Excerpt:
================================
GNU Compiler Collection
The GNU Compiler Collection (GCC) is a set of compilers produced for various programming languages by the GNU Project. As well as being the official compiler of the GNU system, GCC has been adopted as the standard compiler by most other modern Unix-like computer operating systems.
Originally named the GNU C Compiler, because it only handled the C programming language, GCC 1.0 was released in 1987, and the compiler was extended to compile C++ in December of that year. Front ends were later developed for Fortran, Pascal, Objective C, Java, and Ada, among others.
Portable C Compiler
In September 2007 the lighter, faster, and most importantly, BSD Licensed, compiler PCC was imported into OpenBSD's CVS and NetBSD's pkgsrc.
The Portable C Compiler (also known as pcc or sometimes pccm - portable C compiler machine) was an early compiler for the C programming language written by Stephen C. Johnson of Bell Labs in mid-1970s-based in part on ideas from earlier work by Alan Snyder in 1973.
It was one of the first compilers that could easily be adapted to output code for different computer architectures, the compiler had a long life span. It shipped with BSD Unix until the release of 4.4BSD in 1994 after that it was replaced with the GNU C Compiler. It was very influential in its days, so much so that at the beginning of the 1980s, the majority of C compilers were based on it.
================================
Dataset content:
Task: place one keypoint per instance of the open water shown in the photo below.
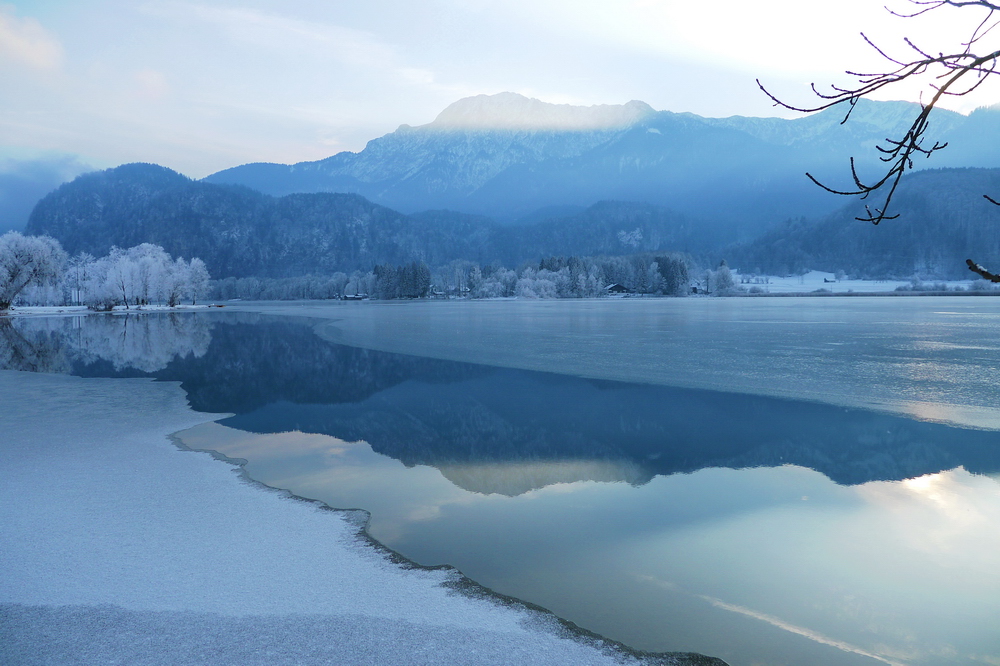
(770, 481)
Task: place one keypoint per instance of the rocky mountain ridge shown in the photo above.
(506, 155)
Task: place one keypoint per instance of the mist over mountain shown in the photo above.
(506, 155)
(241, 232)
(24, 182)
(600, 180)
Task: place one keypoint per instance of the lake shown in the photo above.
(769, 481)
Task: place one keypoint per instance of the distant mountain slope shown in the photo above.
(943, 221)
(240, 232)
(506, 155)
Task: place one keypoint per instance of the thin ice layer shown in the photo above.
(107, 523)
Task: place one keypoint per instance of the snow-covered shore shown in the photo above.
(119, 547)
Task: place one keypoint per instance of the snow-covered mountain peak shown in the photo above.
(513, 111)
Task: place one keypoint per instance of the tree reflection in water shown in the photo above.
(140, 342)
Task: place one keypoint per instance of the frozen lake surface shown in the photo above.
(778, 481)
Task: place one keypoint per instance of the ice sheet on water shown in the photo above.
(109, 522)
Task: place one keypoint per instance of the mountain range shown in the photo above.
(241, 232)
(507, 179)
(506, 155)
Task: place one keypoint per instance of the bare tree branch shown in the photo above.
(899, 153)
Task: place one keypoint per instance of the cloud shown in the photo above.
(26, 42)
(295, 38)
(151, 84)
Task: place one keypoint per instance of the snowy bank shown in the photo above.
(119, 547)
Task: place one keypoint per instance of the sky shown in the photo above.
(202, 85)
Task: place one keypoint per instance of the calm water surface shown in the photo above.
(770, 481)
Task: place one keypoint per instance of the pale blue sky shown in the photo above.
(206, 84)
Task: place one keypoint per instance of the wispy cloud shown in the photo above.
(24, 41)
(318, 40)
(801, 631)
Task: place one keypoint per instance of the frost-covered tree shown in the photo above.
(198, 278)
(26, 260)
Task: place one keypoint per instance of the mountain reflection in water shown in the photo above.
(478, 423)
(755, 529)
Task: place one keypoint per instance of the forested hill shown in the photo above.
(943, 220)
(240, 232)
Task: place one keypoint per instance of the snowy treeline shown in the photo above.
(27, 261)
(573, 277)
(554, 277)
(140, 275)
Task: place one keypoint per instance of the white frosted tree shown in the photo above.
(197, 279)
(27, 260)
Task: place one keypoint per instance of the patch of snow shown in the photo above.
(513, 111)
(119, 547)
(817, 280)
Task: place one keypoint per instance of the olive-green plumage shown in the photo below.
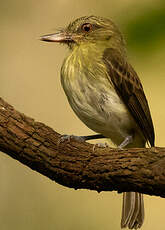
(106, 93)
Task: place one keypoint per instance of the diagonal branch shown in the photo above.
(75, 164)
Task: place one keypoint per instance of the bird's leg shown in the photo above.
(126, 141)
(80, 138)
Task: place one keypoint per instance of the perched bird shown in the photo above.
(105, 93)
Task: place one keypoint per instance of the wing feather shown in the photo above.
(130, 90)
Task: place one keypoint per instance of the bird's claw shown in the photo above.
(68, 138)
(100, 145)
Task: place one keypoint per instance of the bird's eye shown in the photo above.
(86, 27)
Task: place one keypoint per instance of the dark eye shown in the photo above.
(86, 27)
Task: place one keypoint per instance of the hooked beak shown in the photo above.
(57, 37)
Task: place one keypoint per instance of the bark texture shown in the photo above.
(76, 165)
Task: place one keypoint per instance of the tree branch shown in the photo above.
(76, 165)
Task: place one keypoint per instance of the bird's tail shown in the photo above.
(133, 210)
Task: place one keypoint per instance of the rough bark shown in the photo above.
(76, 165)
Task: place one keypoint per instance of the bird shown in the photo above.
(106, 93)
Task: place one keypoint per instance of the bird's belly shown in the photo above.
(101, 109)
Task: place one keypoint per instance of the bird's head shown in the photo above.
(87, 30)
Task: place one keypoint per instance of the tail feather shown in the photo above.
(133, 210)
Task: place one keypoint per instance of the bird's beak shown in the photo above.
(57, 37)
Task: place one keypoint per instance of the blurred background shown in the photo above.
(30, 81)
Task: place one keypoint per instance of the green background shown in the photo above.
(29, 80)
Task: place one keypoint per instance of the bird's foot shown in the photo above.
(100, 145)
(128, 140)
(68, 138)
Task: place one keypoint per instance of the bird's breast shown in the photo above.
(94, 99)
================================
Tasks to carry out:
(1) Copy the passage on GCC and the Portable C Compiler word for word, starting at "The Portable C" and ending after "based on it.".
(2) In the passage on GCC and the Portable C Compiler, who wrote the Portable C Compiler?
(3) Write the next part of the passage on GCC and the Portable C Compiler, picking up after its final sentence.

In response:
(1)
The Portable C Compiler (also known as pcc or sometimes pccm - portable C compiler machine) was an early compiler for the C programming language written by Stephen C. Johnson of Bell Labs in mid-1970s-based in part on ideas from earlier work by Alan Snyder in 1973.
It was one of the first compilers that could easily be adapted to output code for different computer architectures, the compiler had a long life span. It shipped with BSD Unix until the release of 4.4BSD in 1994 after that it was replaced with the GNU C Compiler. It was very influential in its days, so much so that at the beginning of the 1980s, the majority of C compilers were based on it.

(2) Stephen C. Johnson of Bell Labs

(3)
Clang is a compiler front end for the programming languages C, C++, Objective-C, Objective-C++, OpenMP, OpenCL, and CUDA. It uses LLVM as its back end and has been part of the LLVM release cycle since LLVM 2.6. It is designed to be able to replace the full GNU Compiler Collection (GCC). Its contributors include Apple, Microsoft, Google, ARM, Sony, Intel and Advanced Micro Devices (AMD). It is open-source software, with source code released under the University of Illinois/NCSA License, a permissive free software licence.
The Clang project includes the Clang front end and the Clang static analyzer and several code analysis tools.
Starting in 2005, Apple made extensive use of LLVM in a number of commercial systems, including the iPhone software development kit (SDK) and integrated development environment (IDE) Xcode 3.1.
One of the first uses of LLVM was an OpenGL code compiler for OS X that converts OpenGL calls into more fundamental calls for graphics processing units (GPU) that do not support certain features. This allowed Apple to support the entire OpenGL application programming interface (API) on computers using Intel Graphics Media Accelerator (GMA) chipsets, increasing performance on those machines. For GPUs that support it, the code is compiled to exploit fully the underlying hardware, but on GMA machines, LLVM compiles the same OpenGL code into subroutines to ensure continued proper function.
LLVM was intended originally to use GCC's front end, but GCC turned out to cause some problems for developers of LLVM and at Apple. The GCC source code is a large and somewhat cumbersome system for developers to work with; as one long-time GCC developer put it, "Trying to make the hippo dance is not really a lot of fun".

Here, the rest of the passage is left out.